CONSIGNA DEL EJERCICIO: Copie sin ninguna modificación todo el texto desde el comienzo de los registros hasta la línea que contiene "[(21, 204), (87, 168), (83, 209)]", ambos extremos incluidos.

REGISTROS:
☆ ☆ ☆

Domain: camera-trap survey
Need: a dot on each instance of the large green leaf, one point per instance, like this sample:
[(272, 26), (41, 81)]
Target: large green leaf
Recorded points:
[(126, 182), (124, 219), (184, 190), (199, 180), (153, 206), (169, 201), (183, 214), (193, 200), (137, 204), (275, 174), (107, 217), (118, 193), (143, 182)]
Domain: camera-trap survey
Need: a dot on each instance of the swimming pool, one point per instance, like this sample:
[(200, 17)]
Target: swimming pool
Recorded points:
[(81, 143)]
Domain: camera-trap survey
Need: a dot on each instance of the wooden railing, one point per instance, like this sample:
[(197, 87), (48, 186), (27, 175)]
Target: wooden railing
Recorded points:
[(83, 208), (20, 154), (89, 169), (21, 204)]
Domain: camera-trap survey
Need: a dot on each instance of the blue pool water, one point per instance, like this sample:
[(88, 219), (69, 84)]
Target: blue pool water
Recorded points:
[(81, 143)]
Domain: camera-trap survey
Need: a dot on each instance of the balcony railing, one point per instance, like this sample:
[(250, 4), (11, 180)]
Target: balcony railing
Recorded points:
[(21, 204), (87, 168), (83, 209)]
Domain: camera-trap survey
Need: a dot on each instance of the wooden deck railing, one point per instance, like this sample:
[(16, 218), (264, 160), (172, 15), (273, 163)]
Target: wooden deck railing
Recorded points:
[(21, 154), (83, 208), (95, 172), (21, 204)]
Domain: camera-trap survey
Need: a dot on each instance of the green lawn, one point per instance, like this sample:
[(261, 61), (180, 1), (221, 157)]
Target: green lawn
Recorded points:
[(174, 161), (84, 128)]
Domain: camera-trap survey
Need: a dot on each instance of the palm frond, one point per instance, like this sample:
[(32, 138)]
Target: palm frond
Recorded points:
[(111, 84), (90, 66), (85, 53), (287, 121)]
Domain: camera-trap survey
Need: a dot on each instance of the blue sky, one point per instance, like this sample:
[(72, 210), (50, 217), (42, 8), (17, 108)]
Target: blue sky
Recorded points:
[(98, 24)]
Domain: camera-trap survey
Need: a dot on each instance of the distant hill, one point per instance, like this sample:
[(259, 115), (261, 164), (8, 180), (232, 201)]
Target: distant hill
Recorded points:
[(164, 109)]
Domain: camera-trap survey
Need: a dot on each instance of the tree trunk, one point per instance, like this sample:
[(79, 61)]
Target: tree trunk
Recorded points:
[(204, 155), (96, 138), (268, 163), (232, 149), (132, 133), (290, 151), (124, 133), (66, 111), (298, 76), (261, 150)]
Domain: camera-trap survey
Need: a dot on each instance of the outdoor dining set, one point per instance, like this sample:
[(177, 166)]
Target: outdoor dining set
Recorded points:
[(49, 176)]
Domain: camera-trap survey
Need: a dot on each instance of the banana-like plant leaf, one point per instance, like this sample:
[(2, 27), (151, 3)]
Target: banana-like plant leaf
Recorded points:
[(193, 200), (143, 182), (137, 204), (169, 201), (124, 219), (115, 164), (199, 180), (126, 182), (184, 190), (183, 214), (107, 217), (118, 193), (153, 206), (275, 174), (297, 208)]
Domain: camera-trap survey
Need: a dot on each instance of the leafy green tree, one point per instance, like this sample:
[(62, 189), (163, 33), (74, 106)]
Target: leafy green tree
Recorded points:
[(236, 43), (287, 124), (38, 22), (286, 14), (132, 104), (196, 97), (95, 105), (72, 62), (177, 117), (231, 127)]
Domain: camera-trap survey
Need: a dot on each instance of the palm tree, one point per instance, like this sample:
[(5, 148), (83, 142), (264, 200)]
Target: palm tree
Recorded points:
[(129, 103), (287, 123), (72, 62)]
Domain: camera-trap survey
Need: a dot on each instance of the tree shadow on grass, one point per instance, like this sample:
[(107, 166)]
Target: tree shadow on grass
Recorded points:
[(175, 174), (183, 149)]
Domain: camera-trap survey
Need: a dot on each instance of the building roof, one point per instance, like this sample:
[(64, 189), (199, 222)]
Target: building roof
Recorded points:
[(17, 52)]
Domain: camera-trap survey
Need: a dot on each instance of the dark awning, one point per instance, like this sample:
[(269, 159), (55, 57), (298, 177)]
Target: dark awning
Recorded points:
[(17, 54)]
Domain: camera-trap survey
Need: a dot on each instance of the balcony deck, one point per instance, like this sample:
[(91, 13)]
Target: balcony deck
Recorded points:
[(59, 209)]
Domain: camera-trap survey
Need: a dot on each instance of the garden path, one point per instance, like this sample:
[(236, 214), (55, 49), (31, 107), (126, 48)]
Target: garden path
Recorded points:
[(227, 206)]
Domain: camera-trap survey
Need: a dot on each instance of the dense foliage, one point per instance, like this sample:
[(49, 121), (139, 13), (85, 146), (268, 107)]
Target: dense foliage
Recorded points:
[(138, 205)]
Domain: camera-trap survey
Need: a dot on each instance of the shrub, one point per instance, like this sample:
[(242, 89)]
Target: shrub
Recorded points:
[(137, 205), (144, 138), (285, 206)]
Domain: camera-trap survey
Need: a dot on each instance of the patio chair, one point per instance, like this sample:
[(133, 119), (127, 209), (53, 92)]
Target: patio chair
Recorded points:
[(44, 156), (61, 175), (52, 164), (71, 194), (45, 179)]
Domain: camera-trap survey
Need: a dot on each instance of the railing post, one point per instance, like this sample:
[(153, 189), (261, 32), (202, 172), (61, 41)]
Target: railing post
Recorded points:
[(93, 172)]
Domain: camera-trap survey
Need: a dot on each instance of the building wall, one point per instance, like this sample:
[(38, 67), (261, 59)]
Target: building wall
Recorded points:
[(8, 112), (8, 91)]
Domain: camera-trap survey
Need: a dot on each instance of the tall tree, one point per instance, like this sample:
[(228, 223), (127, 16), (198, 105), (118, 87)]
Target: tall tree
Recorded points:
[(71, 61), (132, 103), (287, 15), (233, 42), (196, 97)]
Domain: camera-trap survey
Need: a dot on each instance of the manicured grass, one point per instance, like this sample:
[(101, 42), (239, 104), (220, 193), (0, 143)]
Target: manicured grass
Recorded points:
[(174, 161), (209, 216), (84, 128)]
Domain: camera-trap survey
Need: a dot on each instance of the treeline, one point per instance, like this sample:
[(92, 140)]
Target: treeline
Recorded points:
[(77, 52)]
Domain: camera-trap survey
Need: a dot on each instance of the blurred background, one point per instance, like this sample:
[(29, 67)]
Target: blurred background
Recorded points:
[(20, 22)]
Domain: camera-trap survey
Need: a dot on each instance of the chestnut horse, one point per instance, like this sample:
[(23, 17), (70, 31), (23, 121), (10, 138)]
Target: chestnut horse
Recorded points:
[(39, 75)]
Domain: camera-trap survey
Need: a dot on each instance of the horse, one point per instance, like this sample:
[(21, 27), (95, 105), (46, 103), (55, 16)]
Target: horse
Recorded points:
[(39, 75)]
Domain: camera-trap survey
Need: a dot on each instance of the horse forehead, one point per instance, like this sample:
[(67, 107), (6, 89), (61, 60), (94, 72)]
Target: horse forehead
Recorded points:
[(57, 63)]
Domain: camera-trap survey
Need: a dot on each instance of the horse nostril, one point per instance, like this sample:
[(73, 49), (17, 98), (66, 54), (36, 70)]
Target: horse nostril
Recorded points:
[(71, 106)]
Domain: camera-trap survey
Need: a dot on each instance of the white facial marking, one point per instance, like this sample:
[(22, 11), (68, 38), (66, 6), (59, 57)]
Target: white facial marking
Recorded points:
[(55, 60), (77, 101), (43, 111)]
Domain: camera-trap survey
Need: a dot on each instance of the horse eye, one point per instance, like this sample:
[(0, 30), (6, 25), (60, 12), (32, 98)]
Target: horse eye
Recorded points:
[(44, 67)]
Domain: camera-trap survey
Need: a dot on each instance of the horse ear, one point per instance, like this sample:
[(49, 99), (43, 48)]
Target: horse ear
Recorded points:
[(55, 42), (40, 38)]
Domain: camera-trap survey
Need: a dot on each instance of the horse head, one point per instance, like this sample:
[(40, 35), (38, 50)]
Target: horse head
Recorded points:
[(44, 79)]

☆ ☆ ☆

SALIDA CORRECTA:
Domain: camera-trap survey
Need: a dot on each instance of the large green leaf, one point per instance, like this sample:
[(272, 26), (41, 81)]
Target: large green leaf
Recorded points:
[(126, 182), (124, 219), (184, 190), (199, 180), (153, 206), (169, 201), (183, 214), (193, 200), (137, 204), (275, 174), (107, 217), (118, 193), (143, 182)]
Domain: camera-trap survey
Need: a dot on each instance of the swimming pool, one point per instance, like this sample:
[(200, 17)]
Target: swimming pool
Recorded points:
[(81, 143)]
Domain: camera-trap survey
Need: a dot on each instance of the wooden railing, one point per instance, like this sample:
[(197, 87), (48, 186), (27, 175)]
Target: wooden railing
Recorded points:
[(83, 208), (20, 154), (89, 169), (21, 204)]
Domain: camera-trap survey
Need: a dot on each instance of the blue pool water, one point per instance, like this sample:
[(88, 219), (69, 84)]
Target: blue pool water
Recorded points:
[(81, 143)]
Domain: camera-trap survey
Need: a dot on each instance of the balcony railing, one point per instance, like this sample:
[(250, 4), (11, 180)]
Target: balcony railing
Recorded points:
[(21, 204), (87, 168), (83, 209)]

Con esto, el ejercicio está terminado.